BEGIN

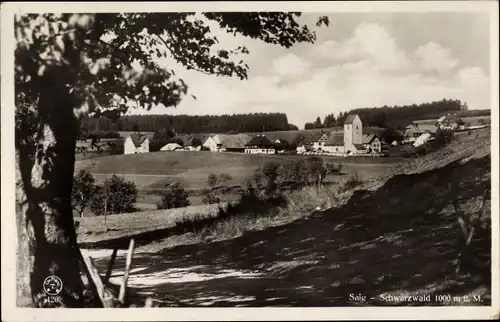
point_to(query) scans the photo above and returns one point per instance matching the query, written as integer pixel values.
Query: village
(354, 139)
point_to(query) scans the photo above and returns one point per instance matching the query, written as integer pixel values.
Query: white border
(11, 313)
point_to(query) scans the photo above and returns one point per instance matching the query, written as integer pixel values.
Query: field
(152, 172)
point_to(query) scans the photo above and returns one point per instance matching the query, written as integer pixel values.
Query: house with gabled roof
(281, 145)
(319, 140)
(260, 144)
(334, 143)
(136, 143)
(227, 142)
(414, 130)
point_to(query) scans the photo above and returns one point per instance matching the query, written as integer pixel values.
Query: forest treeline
(187, 124)
(398, 117)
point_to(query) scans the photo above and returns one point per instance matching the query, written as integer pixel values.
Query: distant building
(136, 143)
(260, 145)
(422, 139)
(194, 143)
(319, 140)
(450, 122)
(335, 143)
(346, 140)
(372, 143)
(413, 131)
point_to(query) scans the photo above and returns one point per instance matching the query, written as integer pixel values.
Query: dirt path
(403, 246)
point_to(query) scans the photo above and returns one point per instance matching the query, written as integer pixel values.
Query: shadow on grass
(399, 239)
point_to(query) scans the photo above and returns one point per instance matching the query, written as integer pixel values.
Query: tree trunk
(51, 247)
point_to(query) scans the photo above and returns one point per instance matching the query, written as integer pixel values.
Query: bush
(114, 197)
(101, 135)
(174, 197)
(83, 188)
(332, 169)
(442, 138)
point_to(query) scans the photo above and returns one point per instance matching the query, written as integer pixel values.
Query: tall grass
(252, 212)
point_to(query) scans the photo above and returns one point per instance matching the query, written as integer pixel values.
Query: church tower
(353, 133)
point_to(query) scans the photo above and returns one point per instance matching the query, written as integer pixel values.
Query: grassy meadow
(152, 172)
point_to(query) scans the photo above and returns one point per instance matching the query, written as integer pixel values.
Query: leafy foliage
(396, 117)
(83, 188)
(174, 197)
(94, 54)
(332, 169)
(209, 197)
(224, 178)
(115, 196)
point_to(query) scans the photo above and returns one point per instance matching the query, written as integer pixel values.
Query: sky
(360, 60)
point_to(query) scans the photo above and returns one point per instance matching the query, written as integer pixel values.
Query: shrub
(115, 196)
(209, 197)
(83, 187)
(157, 144)
(174, 197)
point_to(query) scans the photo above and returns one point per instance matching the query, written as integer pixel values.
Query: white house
(334, 143)
(210, 144)
(136, 143)
(353, 134)
(450, 122)
(260, 145)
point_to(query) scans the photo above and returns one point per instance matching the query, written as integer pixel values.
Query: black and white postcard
(249, 161)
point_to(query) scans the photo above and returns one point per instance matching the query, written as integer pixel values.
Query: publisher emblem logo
(52, 285)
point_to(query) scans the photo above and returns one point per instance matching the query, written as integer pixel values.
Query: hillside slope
(397, 236)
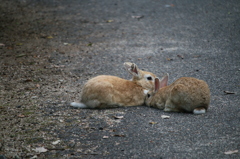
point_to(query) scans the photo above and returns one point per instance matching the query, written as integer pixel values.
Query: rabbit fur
(186, 94)
(107, 91)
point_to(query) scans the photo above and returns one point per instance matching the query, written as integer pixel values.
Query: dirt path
(49, 49)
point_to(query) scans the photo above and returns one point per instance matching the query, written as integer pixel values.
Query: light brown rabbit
(185, 94)
(110, 91)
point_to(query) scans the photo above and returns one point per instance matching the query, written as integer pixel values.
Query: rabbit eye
(149, 78)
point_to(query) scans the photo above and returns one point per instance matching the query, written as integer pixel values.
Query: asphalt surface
(183, 38)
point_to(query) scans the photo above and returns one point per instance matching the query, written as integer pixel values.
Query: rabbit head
(140, 77)
(155, 98)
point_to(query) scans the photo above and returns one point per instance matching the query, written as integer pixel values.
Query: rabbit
(186, 94)
(107, 91)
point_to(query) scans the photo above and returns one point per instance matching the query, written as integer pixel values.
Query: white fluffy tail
(78, 105)
(198, 111)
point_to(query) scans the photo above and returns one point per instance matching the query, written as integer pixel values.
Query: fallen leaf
(40, 149)
(19, 44)
(89, 44)
(49, 37)
(105, 137)
(109, 21)
(152, 122)
(21, 55)
(228, 92)
(27, 80)
(138, 17)
(165, 116)
(119, 135)
(56, 142)
(180, 56)
(118, 117)
(230, 152)
(21, 116)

END

Goal of the exercise =>
Leaving the pictures out, write out all the material above exactly.

Output of the exercise =>
point_to(query) scans the photo above and returns one point per instance matching the query, written as integer pixel values.
Query: village
(354, 139)
point_to(query) scans the photo above and returns one point per instance matching the query, written as integer pixel values.
Query: white border
(11, 313)
point_to(query) scans the photo above and returns one point per instance matching the query, written as integer pixel values.
Query: field
(152, 172)
point_to(query) scans the photo above and returns one point per instance matching the query, written as integer pixel values.
Query: house with gabled roof
(281, 145)
(319, 140)
(260, 144)
(334, 143)
(136, 143)
(227, 142)
(414, 130)
point_to(query) scans the photo above and returns one point per instance matching the query, written as integer pixel values.
Query: forest treeline
(187, 124)
(398, 117)
point_to(query) scans the photo above and returns one point per instance matching the query, written as integer pixel values.
Query: distant building
(136, 143)
(260, 145)
(422, 139)
(194, 143)
(319, 140)
(450, 122)
(335, 143)
(346, 140)
(372, 143)
(413, 131)
point_to(query) scans the photo above and returns one point per instance matching the query, written as integer pixel values.
Query: dirt path
(403, 246)
point_to(query) scans the photo above and returns one point per instance matching the query, written as integer pixel values.
Query: shadow on grass
(399, 239)
point_to(query) scans the photo above and returns one point per instance matching the query, written as integer pixel values.
Query: tree trunk
(51, 247)
point_to(query) scans the photo above and returns one point per instance matching the query, written as integer pixel values.
Query: bush
(114, 197)
(101, 135)
(174, 197)
(83, 188)
(332, 169)
(442, 138)
point_to(query) scans the photo above and returns one point per instance matching the query, written as integer pixel values.
Query: tall grass
(252, 212)
point_to(query) scans the photo above and returns one point per instance matching the query, written as integer pixel values.
Query: church tower
(353, 133)
point_to(query) scans the photo above and returns one point per instance matching the query, written as integer pixel values.
Query: grassy meadow
(152, 172)
point_to(query) scans the photo above and returns one point per instance matching the query, written as integer pixel values.
Query: leafy foliage
(396, 117)
(83, 188)
(174, 197)
(94, 54)
(332, 169)
(209, 197)
(224, 178)
(115, 196)
point_to(query) scans the photo above and returns one point per instance matching the query, written as integer pixel values.
Query: sky
(360, 60)
point_to(query) scans the photo above and returns one point per instance matching the query, written as integer pixel values.
Query: shrub
(115, 196)
(209, 197)
(83, 187)
(157, 144)
(174, 197)
point_to(query) scans the photo above and returns one point per instance matching the query, written as integer pixel values.
Query: white house
(334, 143)
(210, 144)
(136, 143)
(353, 134)
(450, 122)
(260, 145)
point_to(query) scans the photo above and returns one point per instance matching the query, written as integer pixel values.
Query: black and white postcard
(249, 161)
point_to(query) scans the photo above and returns one point per instance matching the query, written as integer pixel values.
Query: publisher emblem logo
(52, 285)
point_to(query) scans the photo above and returns one point per instance matching the query, written as integer pixel values.
Query: hillside slope
(397, 236)
point_to(query) scans the photo above and returns one point per instance matching the query, written as integer pixel values.
Query: rabbit fur
(186, 94)
(107, 91)
point_to(query) scans the photo above and returns one point per instance matching the query, written as integer pixel values.
Query: dirt path
(49, 49)
point_to(query) scans the photo above and returns one point per instance matching the query, written as integer pixel values.
Query: light brown rabbit
(185, 94)
(110, 91)
point_to(query) scans the photo above and returns one point per instance matching the query, written as integer pixel values.
Query: rabbit eye
(149, 78)
point_to(query) scans the photo above and returns one point per instance matching the query, written as integer pixel values.
Query: asphalt surface
(183, 38)
point_to(query) scans the photo above and returns one point per instance matching the query, written as integer pixel values.
Query: rabbit head
(140, 77)
(155, 98)
point_to(query) scans the photo above and returns one point per instance matching the query, written as integer pixel values.
Query: rabbit
(186, 94)
(107, 91)
point_to(query) scans the photo above and returns one point per instance matching the query, written as integer pixel values.
Query: white fluffy tail
(78, 105)
(198, 111)
point_to(query) scans the photo above and returns one point per instance matching the query, written as integer pixel values.
Query: fallen leaf
(40, 149)
(19, 44)
(89, 44)
(49, 37)
(105, 137)
(109, 21)
(152, 122)
(21, 55)
(228, 92)
(27, 80)
(138, 17)
(165, 116)
(119, 135)
(56, 142)
(180, 56)
(118, 117)
(230, 152)
(21, 116)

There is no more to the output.